Region pointing data
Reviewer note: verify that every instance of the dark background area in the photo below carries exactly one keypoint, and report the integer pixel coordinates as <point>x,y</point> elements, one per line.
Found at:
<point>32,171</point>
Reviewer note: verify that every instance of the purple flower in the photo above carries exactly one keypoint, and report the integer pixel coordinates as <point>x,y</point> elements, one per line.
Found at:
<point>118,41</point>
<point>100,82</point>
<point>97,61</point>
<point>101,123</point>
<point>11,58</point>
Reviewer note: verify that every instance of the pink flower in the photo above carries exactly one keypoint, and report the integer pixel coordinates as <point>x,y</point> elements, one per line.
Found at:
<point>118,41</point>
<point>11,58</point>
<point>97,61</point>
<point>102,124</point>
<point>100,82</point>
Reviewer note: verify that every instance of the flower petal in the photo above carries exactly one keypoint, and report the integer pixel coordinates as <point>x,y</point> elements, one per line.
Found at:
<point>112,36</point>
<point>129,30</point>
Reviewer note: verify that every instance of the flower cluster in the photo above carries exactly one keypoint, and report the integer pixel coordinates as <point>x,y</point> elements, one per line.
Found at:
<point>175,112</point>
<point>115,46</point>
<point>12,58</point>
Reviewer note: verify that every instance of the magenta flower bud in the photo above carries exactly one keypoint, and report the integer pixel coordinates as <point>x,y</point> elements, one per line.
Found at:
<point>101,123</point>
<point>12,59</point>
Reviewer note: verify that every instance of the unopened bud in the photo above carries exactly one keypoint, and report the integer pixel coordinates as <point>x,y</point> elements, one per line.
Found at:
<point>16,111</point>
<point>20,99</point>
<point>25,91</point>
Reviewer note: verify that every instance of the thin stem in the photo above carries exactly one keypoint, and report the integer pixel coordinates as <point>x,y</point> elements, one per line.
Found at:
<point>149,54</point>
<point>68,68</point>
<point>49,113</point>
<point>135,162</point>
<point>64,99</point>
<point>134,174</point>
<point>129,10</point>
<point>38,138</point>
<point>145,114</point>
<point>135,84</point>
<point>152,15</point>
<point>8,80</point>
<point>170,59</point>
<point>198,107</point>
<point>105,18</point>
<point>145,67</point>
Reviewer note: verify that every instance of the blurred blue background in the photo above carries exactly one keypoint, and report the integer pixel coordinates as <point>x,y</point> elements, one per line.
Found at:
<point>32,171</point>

__PROBLEM DETAILS__.
Check the lines above for the word "background" and give the number of lines where it appears, with no other text.

__PROBLEM SOLUTION__.
2